Records supplied =>
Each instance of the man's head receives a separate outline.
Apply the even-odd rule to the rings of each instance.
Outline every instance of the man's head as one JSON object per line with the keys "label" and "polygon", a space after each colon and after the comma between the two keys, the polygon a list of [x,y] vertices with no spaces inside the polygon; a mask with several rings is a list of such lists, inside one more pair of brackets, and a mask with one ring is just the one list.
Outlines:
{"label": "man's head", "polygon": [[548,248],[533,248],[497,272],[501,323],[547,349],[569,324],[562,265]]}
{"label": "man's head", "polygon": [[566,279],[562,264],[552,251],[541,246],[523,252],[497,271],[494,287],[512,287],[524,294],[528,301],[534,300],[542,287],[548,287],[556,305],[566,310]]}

The request =>
Write out each of the entries above line for line, changing no character.

Answer in full =>
Each instance of the man's head receives a separate outline.
Apply the even-odd rule to the rings of each instance.
Outline every instance of the man's head as one JSON object per line with the keys "label" and "polygon", a space after each colon and after the comma between the two keys, the polygon a list of [x,y] vertices with no spaces inside the polygon; a mask with several rings is a list of such lists, inside one more pair of brackets, and a mask with one ring is just the one list.
Outlines:
{"label": "man's head", "polygon": [[548,248],[533,248],[497,272],[501,323],[547,349],[569,324],[562,265]]}
{"label": "man's head", "polygon": [[566,279],[562,264],[552,251],[541,246],[523,252],[497,271],[494,287],[512,287],[524,294],[528,301],[534,300],[542,287],[548,287],[556,305],[566,310]]}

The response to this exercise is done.